#### Assigned task
Count the lines below that hold the string "white". Give only that number.

#### Data under study
· · · ·

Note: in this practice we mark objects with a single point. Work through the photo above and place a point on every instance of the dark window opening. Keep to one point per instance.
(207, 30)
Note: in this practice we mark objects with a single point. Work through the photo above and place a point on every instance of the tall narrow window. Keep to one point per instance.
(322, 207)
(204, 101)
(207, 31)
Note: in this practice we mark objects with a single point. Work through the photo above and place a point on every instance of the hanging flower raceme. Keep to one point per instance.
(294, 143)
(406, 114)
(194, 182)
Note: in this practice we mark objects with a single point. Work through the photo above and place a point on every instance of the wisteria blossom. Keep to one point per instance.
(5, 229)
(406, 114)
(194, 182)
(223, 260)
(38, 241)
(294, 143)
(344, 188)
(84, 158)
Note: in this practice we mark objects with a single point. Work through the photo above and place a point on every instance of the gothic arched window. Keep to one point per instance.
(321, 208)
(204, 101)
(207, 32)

· · · ·

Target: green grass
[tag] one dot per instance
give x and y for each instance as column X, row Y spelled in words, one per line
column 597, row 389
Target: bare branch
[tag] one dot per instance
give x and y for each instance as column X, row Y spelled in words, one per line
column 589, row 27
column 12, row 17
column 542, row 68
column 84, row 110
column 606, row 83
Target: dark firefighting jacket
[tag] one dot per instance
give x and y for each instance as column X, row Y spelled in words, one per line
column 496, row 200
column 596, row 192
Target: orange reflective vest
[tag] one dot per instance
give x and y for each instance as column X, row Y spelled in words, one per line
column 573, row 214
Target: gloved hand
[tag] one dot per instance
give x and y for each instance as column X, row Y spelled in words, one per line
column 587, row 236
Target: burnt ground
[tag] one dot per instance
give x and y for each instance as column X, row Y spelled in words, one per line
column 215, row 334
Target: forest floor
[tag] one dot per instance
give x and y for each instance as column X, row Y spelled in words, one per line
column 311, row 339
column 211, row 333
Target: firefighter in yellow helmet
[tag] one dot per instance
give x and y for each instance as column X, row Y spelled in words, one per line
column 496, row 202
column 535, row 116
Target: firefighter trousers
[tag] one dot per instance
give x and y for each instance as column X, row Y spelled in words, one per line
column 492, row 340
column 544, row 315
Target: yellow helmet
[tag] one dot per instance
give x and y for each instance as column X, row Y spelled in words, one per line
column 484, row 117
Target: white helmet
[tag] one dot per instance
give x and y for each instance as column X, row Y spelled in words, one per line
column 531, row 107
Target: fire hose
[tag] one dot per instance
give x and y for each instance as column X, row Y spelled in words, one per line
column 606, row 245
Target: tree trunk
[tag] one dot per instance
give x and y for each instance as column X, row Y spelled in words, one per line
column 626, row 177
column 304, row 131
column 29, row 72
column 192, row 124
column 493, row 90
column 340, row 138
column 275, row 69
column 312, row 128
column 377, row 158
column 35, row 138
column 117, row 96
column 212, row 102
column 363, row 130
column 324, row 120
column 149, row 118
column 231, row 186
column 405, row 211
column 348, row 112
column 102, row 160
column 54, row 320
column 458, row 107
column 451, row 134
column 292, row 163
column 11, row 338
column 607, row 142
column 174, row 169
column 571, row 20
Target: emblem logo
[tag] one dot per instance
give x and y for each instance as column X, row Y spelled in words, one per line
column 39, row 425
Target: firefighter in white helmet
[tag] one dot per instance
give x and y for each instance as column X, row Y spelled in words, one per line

· · · ·

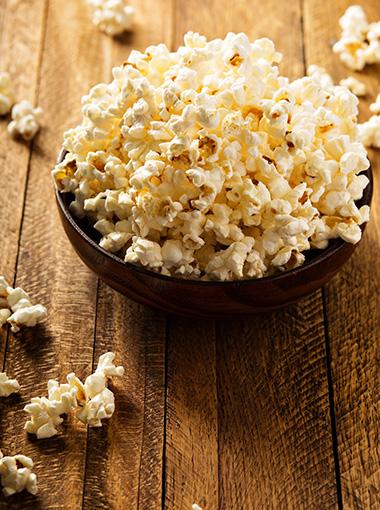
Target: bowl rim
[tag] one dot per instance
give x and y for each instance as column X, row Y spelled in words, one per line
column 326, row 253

· · · ·

#### Exercise solution
2